• [Goal of the exercise]: Copy every one of the records below line by line, keeping each line unchanged.

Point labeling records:
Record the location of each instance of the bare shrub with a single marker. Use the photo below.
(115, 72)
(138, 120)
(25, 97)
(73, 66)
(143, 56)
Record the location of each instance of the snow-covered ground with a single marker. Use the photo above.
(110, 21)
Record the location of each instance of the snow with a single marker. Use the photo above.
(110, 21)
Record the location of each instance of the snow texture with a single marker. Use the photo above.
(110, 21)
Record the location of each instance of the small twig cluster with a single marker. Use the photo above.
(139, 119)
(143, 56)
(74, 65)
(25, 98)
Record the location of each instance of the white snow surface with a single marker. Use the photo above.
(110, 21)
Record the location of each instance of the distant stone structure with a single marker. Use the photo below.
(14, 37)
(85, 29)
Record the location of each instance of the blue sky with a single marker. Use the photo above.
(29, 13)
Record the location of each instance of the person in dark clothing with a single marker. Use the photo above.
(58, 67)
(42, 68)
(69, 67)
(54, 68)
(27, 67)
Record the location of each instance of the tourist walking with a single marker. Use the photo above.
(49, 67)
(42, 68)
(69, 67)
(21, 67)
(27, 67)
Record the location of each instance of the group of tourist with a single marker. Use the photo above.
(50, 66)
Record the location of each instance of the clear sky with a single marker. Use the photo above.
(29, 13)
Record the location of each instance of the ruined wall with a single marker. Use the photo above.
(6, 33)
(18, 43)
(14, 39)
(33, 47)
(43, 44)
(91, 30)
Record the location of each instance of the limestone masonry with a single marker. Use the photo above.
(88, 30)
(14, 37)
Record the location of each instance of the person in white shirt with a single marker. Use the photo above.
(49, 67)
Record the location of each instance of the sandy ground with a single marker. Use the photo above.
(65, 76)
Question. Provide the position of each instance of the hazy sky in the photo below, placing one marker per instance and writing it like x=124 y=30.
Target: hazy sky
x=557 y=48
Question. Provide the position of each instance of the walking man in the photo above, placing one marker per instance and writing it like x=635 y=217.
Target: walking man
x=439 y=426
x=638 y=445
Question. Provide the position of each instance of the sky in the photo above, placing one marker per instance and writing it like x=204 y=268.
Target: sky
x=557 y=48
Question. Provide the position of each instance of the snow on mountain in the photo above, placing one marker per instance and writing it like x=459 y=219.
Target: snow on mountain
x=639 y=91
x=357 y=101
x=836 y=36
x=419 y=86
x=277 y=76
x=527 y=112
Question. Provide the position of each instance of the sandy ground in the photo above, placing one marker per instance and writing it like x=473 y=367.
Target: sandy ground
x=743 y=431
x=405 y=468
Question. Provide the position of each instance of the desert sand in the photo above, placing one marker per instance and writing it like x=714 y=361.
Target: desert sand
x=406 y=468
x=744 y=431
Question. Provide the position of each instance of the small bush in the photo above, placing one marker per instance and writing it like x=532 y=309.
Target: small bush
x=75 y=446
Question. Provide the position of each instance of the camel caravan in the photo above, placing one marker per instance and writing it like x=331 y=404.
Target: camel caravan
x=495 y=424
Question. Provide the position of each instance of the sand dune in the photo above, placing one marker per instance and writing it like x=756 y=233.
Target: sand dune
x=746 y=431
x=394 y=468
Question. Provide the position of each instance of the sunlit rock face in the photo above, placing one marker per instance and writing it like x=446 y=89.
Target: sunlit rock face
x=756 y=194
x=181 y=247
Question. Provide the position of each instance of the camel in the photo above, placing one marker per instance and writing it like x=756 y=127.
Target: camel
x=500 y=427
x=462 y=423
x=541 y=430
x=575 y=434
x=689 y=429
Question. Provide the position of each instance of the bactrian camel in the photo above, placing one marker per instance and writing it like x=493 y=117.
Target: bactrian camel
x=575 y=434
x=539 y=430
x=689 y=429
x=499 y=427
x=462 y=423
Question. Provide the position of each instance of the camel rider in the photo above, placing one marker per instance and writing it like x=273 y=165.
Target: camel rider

• [Reply to the exercise]:
Record the location of each instance of the bare shrub with a single marker. Use the photo below.
(115, 72)
(138, 120)
(25, 97)
(73, 66)
(143, 56)
Record the location of each instance of the snow-covered ground with a single marker. Use the photo above.
(110, 21)
Record the location of each instance of the snow with a single marker. Use the photo above.
(110, 21)
Record the location of each instance of the snow texture with a single marker. Use the photo above.
(110, 21)
Record the location of each instance of the small twig cluster with a single marker. Use the photo above.
(139, 119)
(143, 56)
(74, 65)
(25, 98)
Record the location of each instance of the white snow surface with a single marker. Use the photo above.
(110, 21)
Record the location of each instance of the distant stone structure with a single marker. Use the photo below.
(14, 37)
(85, 29)
Record the location of each instance of the blue sky with a single marker. Use the photo above.
(29, 13)
Record the location of each instance of the person in dark clothing with a single marker. Use the photo above.
(58, 67)
(42, 68)
(69, 67)
(54, 68)
(27, 67)
Record the location of each instance of the tourist walking with a single marker. Use the photo above.
(49, 67)
(42, 68)
(69, 67)
(21, 67)
(27, 67)
Record the location of each instance of the group of tourist with a single marker. Use the photo above.
(50, 66)
Record the location of each instance of the clear sky with a single marker. Use the photo above.
(29, 13)
Record the location of each instance of the ruined wall with a single marker. Use the photo above.
(6, 33)
(18, 43)
(14, 39)
(33, 47)
(43, 44)
(91, 30)
Record the location of each instance of the limestone masonry with a single marker. Use the photo above.
(88, 30)
(14, 37)
Record the location of each instance of the person in white shirt with a single marker. Use the photo above.
(49, 67)
Record the location of each instance of the sandy ground with a single marker. Use the photo above.
(65, 76)
Question. Provide the position of each instance of the hazy sky in the photo below, placing one marker per instance and writing it like x=124 y=30.
Target: hazy sky
x=557 y=48
Question. Provide the position of each instance of the walking man in the photo above, placing one marker per instance and writing it like x=635 y=217.
Target: walking man
x=439 y=426
x=638 y=445
Question. Provide the position of each instance of the sky in the photo above, placing one marker per instance and writing it like x=204 y=268.
Target: sky
x=557 y=48
Question. Provide the position of each instance of the snow on mountain in the photo above, placing one marker per instance and writing it like x=459 y=219.
Target: snow on mountain
x=639 y=91
x=357 y=101
x=836 y=36
x=419 y=86
x=277 y=76
x=527 y=112
Question. Provide the position of each instance of the sandy ground in the photo above, placing one marker per instance and writing it like x=473 y=367.
Target: sandy ground
x=743 y=431
x=405 y=468
Question. Provide the position of each instance of the desert sand in the photo above, placing one marker per instance and writing it like x=714 y=361.
Target: desert sand
x=406 y=468
x=744 y=431
Question. Provide the position of each instance of the small bush in the photo above, placing one marker per instance and writing it like x=532 y=309.
Target: small bush
x=75 y=446
Question. Provide the position of each instance of the camel caravan in the photo above, placing one marker per instance and writing it like x=331 y=404.
Target: camel caravan
x=495 y=424
Question. Provide the position of each instance of the sand dune in the photo above, placing one marker per instance and writing it like x=756 y=233.
Target: sand dune
x=746 y=431
x=394 y=468
Question. Provide the position of each instance of the sunlit rock face in the photo above, placing one marker per instance and writing it like x=446 y=89.
Target: sunlit rock face
x=756 y=194
x=181 y=247
Question. Provide the position of each instance of the camel in the photo above, placing one marker per instance and writing it like x=756 y=127.
Target: camel
x=500 y=427
x=462 y=423
x=541 y=430
x=575 y=434
x=689 y=429
Question. Provide the position of each instance of the bactrian camel in the photo above, placing one marker per instance and writing it like x=493 y=117.
Target: bactrian camel
x=575 y=434
x=539 y=430
x=689 y=429
x=499 y=427
x=462 y=423
Question. Provide the position of each instance of the camel rider in the photo above, placing one marker per instance and writing it like x=273 y=165.
Target: camel rider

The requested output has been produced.